**PROBLEM DETAILS**. In the abstract on air pollution exposure, which three ancestry groups have the highest total lifetime cancer risk scores?

**GIVEN PASSAGE**.

>>

Ancestry-based intracategorical injustices in carcinogenic air pollution exposures in the United States

Soc Nat Resour. 2020;33(8):987-1005. doi: 10.1080/08941920.2019.1708521. Epub 2020 Jan 17.

Abstract

Previous studies of US environmental inequalities have focused on racial/ethnic differences in air pollutant exposure. Few have applied an intracategorical framework, which enables the identification of within-group differences through the examination of subgroups. We applied this framework to examine exposure disparities between 26 ancestry/ethnic origin groups within five US racial/ethnic categories. Data come from the US Census, American Community Survey, and National Air Toxics Assessment. We calculated national population-weighted lifetime cancer risk (LCR) scores from residential exposure to hazardous air pollutants. Results showed that Americans of Dominican, Ethiopian, and Somalian descent have the highest total LCR scores at 53.1, 49.2, and 48.3 estimated excess cases of cancer per one million people, respectively. Use of the intracategorical framework enabled characterization of disparate risks that would be overlooked based on the conventional assumption that racial/ethnic environmental inequalities conform to broad, homogenous categories. Intracategorical studies can inform interventions by identifying environmentally-disadvantaged socio-demographic groups.

Keywords: ancestry; environmental inequality; environmental justice; hazardous air pollutants; intracategorical inequality.

<<

**INFORMATION GIVEN**.
>>

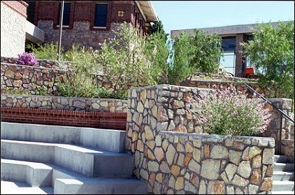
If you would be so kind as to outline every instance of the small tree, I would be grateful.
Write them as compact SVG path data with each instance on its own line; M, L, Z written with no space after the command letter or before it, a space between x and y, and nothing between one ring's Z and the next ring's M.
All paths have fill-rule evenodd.
M244 43L244 55L256 68L261 87L271 92L270 97L294 99L294 23L260 24L254 39Z
M216 71L219 67L218 59L222 55L220 36L196 29L192 44L195 47L191 64L192 71L208 73Z
M98 56L114 91L127 90L131 86L156 84L150 68L151 62L145 53L146 41L137 29L124 23L115 31L115 38L103 44Z

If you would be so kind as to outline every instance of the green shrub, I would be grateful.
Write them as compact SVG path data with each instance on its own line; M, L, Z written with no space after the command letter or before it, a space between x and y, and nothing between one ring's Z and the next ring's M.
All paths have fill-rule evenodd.
M271 114L257 99L247 99L233 86L199 98L192 113L210 134L252 136L264 132Z

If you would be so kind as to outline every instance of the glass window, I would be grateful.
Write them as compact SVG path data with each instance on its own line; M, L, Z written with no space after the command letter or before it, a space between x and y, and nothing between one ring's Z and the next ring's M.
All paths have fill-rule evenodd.
M222 37L222 47L224 52L236 51L236 36Z
M34 23L34 20L35 18L35 1L26 1L29 4L28 8L27 8L27 20L31 23Z
M57 24L59 25L59 17L60 17L60 7L61 3L59 3L59 18ZM62 25L69 26L70 25L70 14L71 14L71 3L64 3L64 15L62 18Z
M106 27L107 13L108 4L96 4L94 27Z

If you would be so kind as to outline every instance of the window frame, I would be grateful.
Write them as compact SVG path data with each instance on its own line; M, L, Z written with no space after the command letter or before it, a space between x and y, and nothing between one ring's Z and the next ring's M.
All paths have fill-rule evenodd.
M99 27L99 26L95 26L96 20L96 6L97 5L106 5L106 27ZM100 3L100 2L95 2L95 8L94 8L94 24L93 24L93 29L106 29L108 27L108 6L110 5L108 3Z

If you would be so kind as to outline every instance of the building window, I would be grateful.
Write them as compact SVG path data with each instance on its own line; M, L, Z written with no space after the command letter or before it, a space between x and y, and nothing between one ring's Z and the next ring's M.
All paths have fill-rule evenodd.
M236 71L236 36L222 38L223 57L220 59L220 66L233 75Z
M25 2L29 4L28 8L27 8L27 20L34 24L34 20L35 19L36 2L29 1L26 1Z
M60 18L60 8L62 4L59 3L59 18L57 20L57 24L59 25L59 18ZM64 3L64 15L62 18L62 26L69 26L70 25L70 14L71 14L71 3Z
M95 27L106 27L108 4L96 3L95 5Z

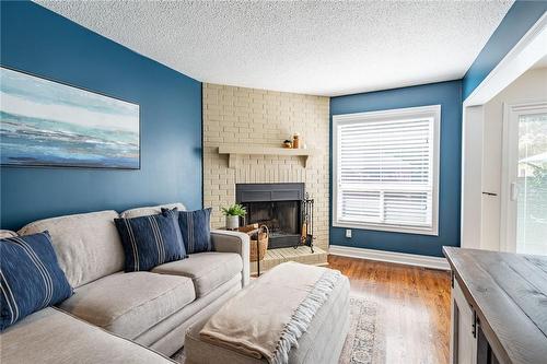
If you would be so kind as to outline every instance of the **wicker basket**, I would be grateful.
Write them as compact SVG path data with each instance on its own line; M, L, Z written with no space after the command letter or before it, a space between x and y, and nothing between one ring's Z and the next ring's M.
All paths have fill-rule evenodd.
M264 260L268 250L269 230L266 225L247 225L240 227L240 232L251 237L249 258L251 261ZM256 240L258 239L258 244ZM257 249L258 245L258 249ZM258 250L258 251L257 251Z

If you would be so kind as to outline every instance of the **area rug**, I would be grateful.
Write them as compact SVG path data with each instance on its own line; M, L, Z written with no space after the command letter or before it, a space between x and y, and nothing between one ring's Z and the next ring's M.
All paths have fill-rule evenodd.
M385 338L377 322L380 307L376 303L361 297L350 297L350 328L339 364L385 363ZM172 359L184 364L184 351Z

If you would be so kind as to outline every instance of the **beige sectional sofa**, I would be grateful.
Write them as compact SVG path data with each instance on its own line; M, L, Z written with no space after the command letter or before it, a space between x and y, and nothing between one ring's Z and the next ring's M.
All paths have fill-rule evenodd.
M24 226L20 235L49 231L74 294L58 308L43 309L8 328L0 339L1 362L166 361L143 347L174 354L193 322L211 315L248 283L248 236L225 231L211 232L214 251L193 254L150 272L124 272L114 219L160 213L162 207L184 209L176 203L121 214L101 211ZM96 355L89 355L89 350Z

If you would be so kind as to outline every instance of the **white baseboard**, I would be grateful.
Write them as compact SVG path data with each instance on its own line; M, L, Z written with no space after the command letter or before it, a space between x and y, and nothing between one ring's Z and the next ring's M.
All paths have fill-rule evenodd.
M359 259L370 259L387 261L400 265L426 267L440 270L450 270L449 262L445 258L440 257L429 257L419 256L415 254L365 249L365 248L353 248L340 245L330 245L328 248L328 254L335 256L359 258Z

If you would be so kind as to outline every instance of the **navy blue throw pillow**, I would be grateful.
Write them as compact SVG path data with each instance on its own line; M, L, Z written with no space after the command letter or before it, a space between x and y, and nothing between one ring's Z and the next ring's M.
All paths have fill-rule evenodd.
M174 209L176 211L176 209ZM162 211L165 211L163 209ZM178 211L178 225L187 254L211 251L211 208Z
M124 245L126 272L150 270L186 258L176 211L133 219L114 219Z
M72 295L48 232L0 239L0 330Z

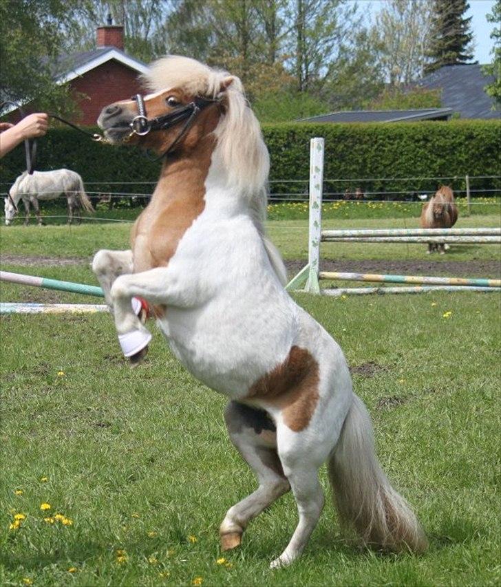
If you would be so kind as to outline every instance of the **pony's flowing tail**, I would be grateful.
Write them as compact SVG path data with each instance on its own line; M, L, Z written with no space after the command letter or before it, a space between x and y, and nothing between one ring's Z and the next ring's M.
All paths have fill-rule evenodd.
M365 544L393 552L426 550L416 516L379 466L369 414L355 395L329 460L329 476L341 523L352 526Z
M90 212L91 213L94 212L92 204L90 200L89 200L89 196L85 193L81 178L78 181L78 193L77 197L78 198L78 203L86 212Z

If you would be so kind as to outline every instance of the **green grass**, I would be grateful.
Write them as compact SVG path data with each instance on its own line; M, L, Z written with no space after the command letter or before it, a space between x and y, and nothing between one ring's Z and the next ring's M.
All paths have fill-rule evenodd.
M496 216L460 222L499 225ZM329 226L401 223L361 219ZM304 257L303 222L268 224L286 257ZM127 246L129 228L2 227L2 255L81 259L2 268L94 283L89 258L103 246ZM326 245L324 252L383 258L379 246L385 246L374 245L365 257L354 244ZM424 247L387 247L387 258L425 257ZM455 249L446 259L499 259L496 247ZM45 299L43 292L30 290ZM50 294L51 301L98 299ZM2 284L2 301L21 295L18 286ZM232 566L218 565L219 524L255 487L227 439L223 398L186 372L153 324L147 359L130 370L107 315L4 316L0 584L30 579L47 586L189 586L200 577L204 586L498 585L500 297L297 299L335 337L352 367L376 364L372 376L355 370L354 387L372 416L381 463L428 534L425 555L356 551L340 533L328 500L303 557L272 572L269 562L296 523L289 494L251 522L242 548L224 555ZM323 470L321 480L328 495ZM44 522L43 502L73 524ZM26 519L9 531L16 513Z

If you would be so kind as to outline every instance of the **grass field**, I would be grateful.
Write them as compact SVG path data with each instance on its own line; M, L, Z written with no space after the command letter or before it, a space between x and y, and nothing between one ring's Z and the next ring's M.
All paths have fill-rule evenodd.
M476 215L460 226L499 222ZM125 248L129 228L2 226L2 268L95 283L90 256ZM272 221L269 232L286 259L305 257L303 221ZM427 257L417 245L332 244L323 253ZM427 259L499 262L500 250L455 247ZM2 301L96 301L4 284L0 293ZM219 524L255 487L227 440L222 397L184 371L154 327L147 361L130 370L109 316L3 316L0 584L498 585L500 297L296 297L343 348L380 460L428 534L425 555L357 551L328 500L303 557L270 571L296 523L287 495L222 555ZM328 495L325 471L322 483ZM17 528L16 514L25 516Z

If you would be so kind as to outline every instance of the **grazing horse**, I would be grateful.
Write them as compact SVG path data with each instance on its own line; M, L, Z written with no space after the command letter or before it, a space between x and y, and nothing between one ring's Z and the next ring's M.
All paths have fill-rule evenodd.
M419 220L422 228L450 228L458 220L458 207L454 203L454 193L449 186L442 186L421 210ZM440 255L449 248L443 243L429 242L427 253L439 250Z
M268 154L240 81L180 56L143 79L151 94L105 107L98 122L112 142L163 156L160 179L131 250L100 250L92 268L125 356L140 360L151 337L142 298L182 363L228 400L230 438L259 487L226 513L222 549L292 489L299 523L271 566L291 563L323 506L327 461L341 519L363 544L423 551L419 523L376 458L341 348L284 289L264 234Z
M73 220L73 213L78 208L87 212L94 212L94 208L83 188L80 175L70 169L54 169L52 171L28 171L21 173L9 190L5 198L6 224L12 222L18 212L18 204L23 200L26 211L25 226L30 222L30 204L35 211L39 226L42 224L39 200L55 200L64 194L68 206L68 224ZM78 218L80 220L80 218Z

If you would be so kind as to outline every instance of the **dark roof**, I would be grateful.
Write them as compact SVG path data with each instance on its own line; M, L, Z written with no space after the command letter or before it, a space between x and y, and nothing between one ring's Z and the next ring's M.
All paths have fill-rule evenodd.
M423 108L418 110L346 110L311 116L299 122L395 122L447 119L450 108Z
M446 65L425 76L417 85L442 89L442 105L458 112L462 118L499 118L499 109L493 109L495 101L484 89L493 79L478 64Z
M146 67L142 61L131 57L116 47L100 47L89 51L78 51L70 55L59 56L52 65L53 75L56 78L66 78L72 72L85 69L85 66L91 65L93 61L100 60L107 53L113 53L119 59L121 58L120 61L123 60L126 65L138 71L142 71Z

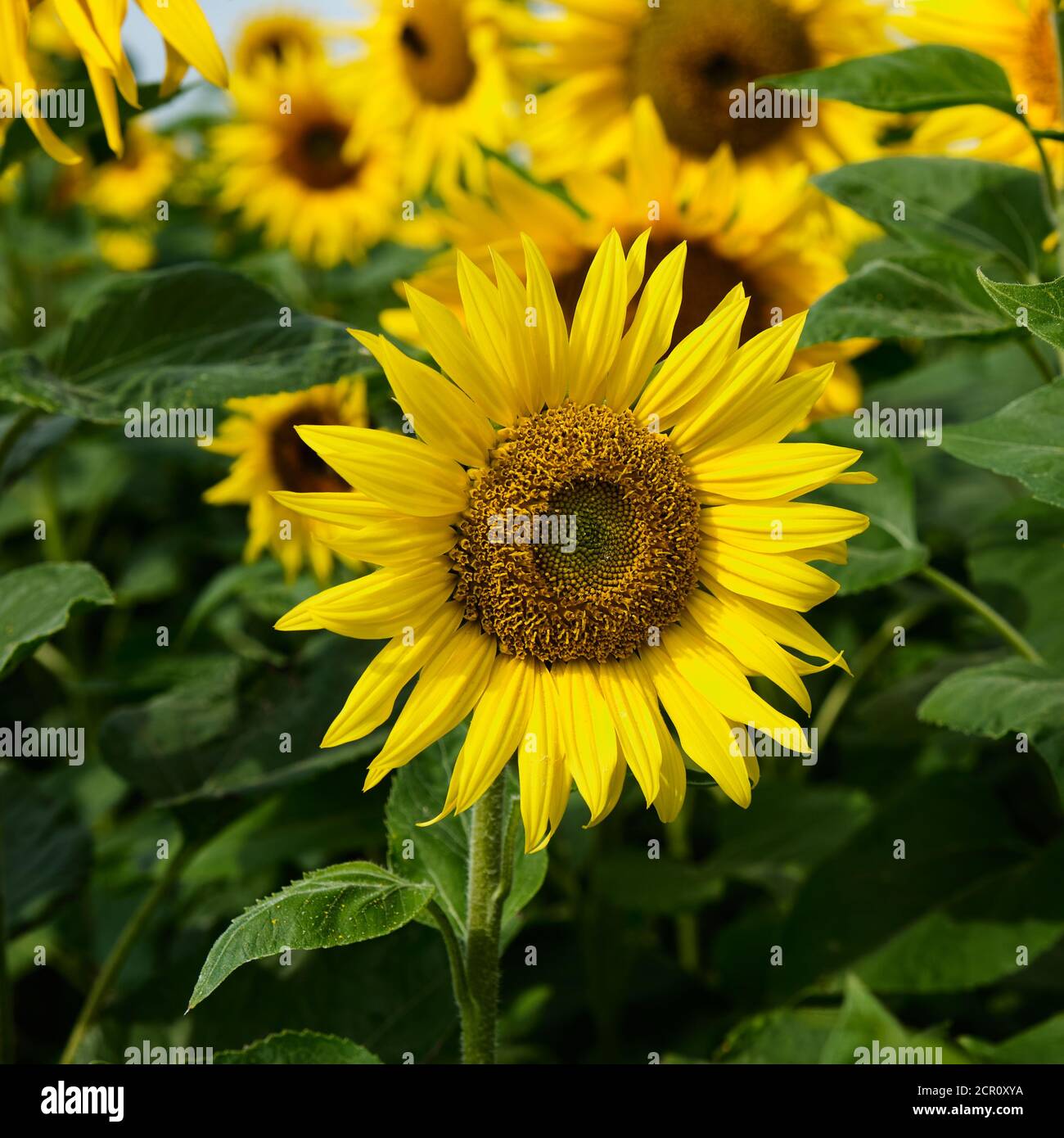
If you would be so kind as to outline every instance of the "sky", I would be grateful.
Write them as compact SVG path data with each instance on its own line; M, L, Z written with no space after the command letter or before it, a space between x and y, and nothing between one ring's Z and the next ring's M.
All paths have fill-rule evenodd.
M358 22L360 11L364 14L366 5L360 0L199 0L199 7L214 30L225 58L231 61L240 27L251 16L300 11L354 24ZM163 40L137 5L130 5L123 40L140 82L157 83L166 65Z

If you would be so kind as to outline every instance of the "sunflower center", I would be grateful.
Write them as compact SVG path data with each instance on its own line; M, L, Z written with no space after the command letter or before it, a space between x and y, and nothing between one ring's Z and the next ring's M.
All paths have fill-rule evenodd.
M427 9L427 10L426 10ZM460 102L477 74L461 8L449 0L411 8L399 32L406 77L426 102Z
M652 642L696 576L699 504L668 439L628 411L571 403L500 439L451 552L467 619L545 663Z
M651 9L632 53L632 93L649 94L675 146L740 157L769 146L790 118L733 118L731 93L764 75L813 67L801 19L777 0L669 0Z
M274 426L270 436L270 459L273 473L283 489L305 494L350 489L296 434L297 427L335 426L335 422L327 421L316 410L296 411Z
M1028 11L1028 27L1023 49L1024 86L1031 101L1051 108L1054 116L1059 106L1057 64L1051 35L1046 34L1049 6L1032 3Z
M322 121L310 123L284 147L284 168L312 190L336 190L358 176L358 163L344 157L348 127Z

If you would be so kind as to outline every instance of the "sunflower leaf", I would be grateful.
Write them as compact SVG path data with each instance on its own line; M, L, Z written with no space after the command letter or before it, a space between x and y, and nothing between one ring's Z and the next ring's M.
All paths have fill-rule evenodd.
M246 1065L249 1063L283 1064L379 1064L380 1059L358 1044L320 1031L279 1031L275 1036L256 1039L239 1052L218 1052L215 1063Z
M1014 327L981 294L963 258L906 254L872 261L822 296L809 310L801 347L855 336L996 336Z
M992 59L965 48L921 44L879 56L844 59L831 67L770 75L759 85L813 89L822 99L869 110L909 114L980 105L1017 116L1008 76Z
M378 371L366 364L341 322L295 312L231 270L190 264L110 278L75 314L50 369L0 353L0 398L129 424L145 403L221 412L229 398Z
M916 715L965 735L1037 735L1064 723L1064 676L1030 660L963 668L943 679Z
M941 253L950 247L1038 265L1053 230L1038 174L968 158L879 158L817 174L828 197L881 225L888 237ZM973 275L975 265L971 266Z
M1039 501L1064 508L1064 378L988 419L947 428L942 447L963 462L1017 478Z
M0 676L71 617L114 603L107 582L85 561L27 566L0 577Z
M230 924L207 955L189 1007L249 960L286 949L355 945L395 932L428 905L432 893L431 885L405 881L369 861L315 869Z
M1008 284L990 280L982 269L976 269L975 274L993 303L1017 327L1030 328L1039 339L1064 348L1064 277L1045 284Z

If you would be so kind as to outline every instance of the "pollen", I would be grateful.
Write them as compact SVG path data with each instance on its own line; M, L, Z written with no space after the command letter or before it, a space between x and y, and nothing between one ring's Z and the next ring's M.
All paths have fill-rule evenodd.
M503 544L493 520L567 519L571 544ZM476 471L451 556L465 617L501 651L545 663L624 659L694 587L699 504L679 455L629 411L560 407L500 432Z

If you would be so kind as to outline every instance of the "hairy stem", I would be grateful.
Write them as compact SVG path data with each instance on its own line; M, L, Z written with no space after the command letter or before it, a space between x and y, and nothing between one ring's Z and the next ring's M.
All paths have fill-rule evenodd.
M173 857L167 861L166 869L163 872L162 876L158 877L148 891L147 897L145 897L137 910L126 922L125 927L115 941L107 959L97 973L96 980L92 981L89 995L85 996L85 1003L82 1005L81 1012L77 1014L77 1020L74 1022L71 1037L66 1041L66 1047L63 1048L63 1055L59 1059L60 1063L75 1062L77 1049L81 1047L85 1032L96 1021L96 1016L109 995L115 980L118 978L118 973L122 972L122 967L129 958L133 946L137 943L140 934L148 926L155 910L159 907L163 899L180 877L184 866L191 859L192 855L199 851L201 844L201 842L189 842L181 848L176 857Z
M505 777L500 775L473 807L465 931L469 1007L462 1016L464 1063L495 1062L498 943L503 901L510 879L509 867L504 869L503 866L505 849L510 846L503 834L505 786Z
M1018 629L1014 628L996 609L991 609L985 601L980 600L971 589L967 589L959 582L952 579L952 577L947 577L946 574L939 572L938 569L932 569L931 566L926 566L921 569L919 576L924 580L931 582L937 588L940 588L948 596L951 596L955 601L959 601L963 605L971 609L973 612L979 613L980 617L1008 644L1012 649L1020 653L1025 660L1030 660L1032 663L1045 663L1042 658L1031 646L1030 643L1024 638Z

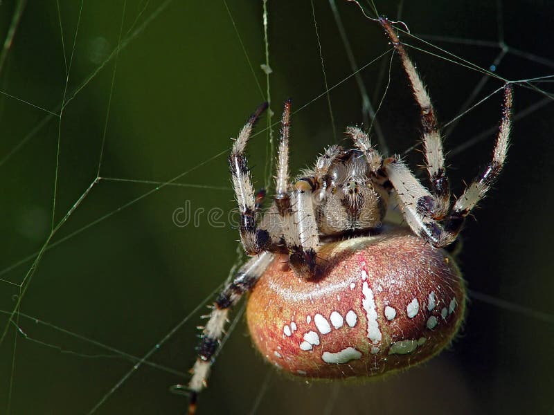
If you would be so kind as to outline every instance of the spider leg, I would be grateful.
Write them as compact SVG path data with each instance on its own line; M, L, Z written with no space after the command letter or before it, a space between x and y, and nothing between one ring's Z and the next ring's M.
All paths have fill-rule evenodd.
M416 234L433 243L429 226L436 223L431 218L422 214L418 209L418 201L431 197L431 194L409 168L397 157L391 157L383 162L386 176L396 191L400 206L406 222ZM440 225L437 224L440 227Z
M346 135L354 142L354 145L366 157L370 170L377 172L381 167L382 158L371 145L369 136L357 127L347 127Z
M446 218L445 232L447 237L441 246L448 245L460 232L466 216L475 208L477 203L485 197L494 180L498 177L504 165L510 142L510 131L512 127L512 87L507 84L504 86L504 101L502 105L502 118L500 122L492 160L485 167L483 172L476 177L465 189L461 197L454 203L450 214Z
M492 153L492 160L456 201L452 211L445 218L443 225L441 225L439 221L422 214L419 209L419 201L422 198L429 197L430 195L409 169L394 158L386 159L384 162L388 180L400 200L406 221L414 232L421 235L434 246L443 248L454 242L465 218L477 203L485 197L502 169L509 144L512 124L511 112L512 88L507 84L504 88L502 118Z
M256 120L267 108L267 103L262 104L249 118L233 143L229 158L233 188L240 212L240 239L244 250L249 255L260 253L271 241L267 231L256 226L254 188L252 186L251 173L244 156L244 149L252 128Z
M290 213L289 194L289 134L290 132L290 104L289 98L285 102L281 118L279 136L279 149L277 155L277 176L275 183L275 203L281 216Z
M190 414L195 413L197 396L206 387L210 368L224 332L229 310L238 302L244 293L253 288L274 257L270 252L262 252L251 258L239 269L233 281L225 285L215 299L210 318L202 331L198 346L198 357L191 369L193 377L188 383Z
M284 239L289 250L289 264L297 275L310 278L315 274L316 249L319 245L312 192L313 177L302 178L290 194L292 214Z
M275 204L281 221L283 239L289 250L290 266L298 275L310 277L315 273L316 248L319 243L319 236L312 201L311 185L301 179L291 189L289 183L290 106L290 99L287 100L281 118ZM306 180L312 179L313 178ZM313 183L314 181L310 183Z
M443 140L437 127L435 109L421 77L398 39L391 22L384 17L379 18L379 21L400 57L413 98L420 109L425 164L431 181L431 195L418 201L418 209L422 214L440 220L446 216L450 206L450 187L445 169Z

<<

**SOLUTION TO THE PROBLEM**. Americans of Dominican, Ethiopian, and Somalian descent.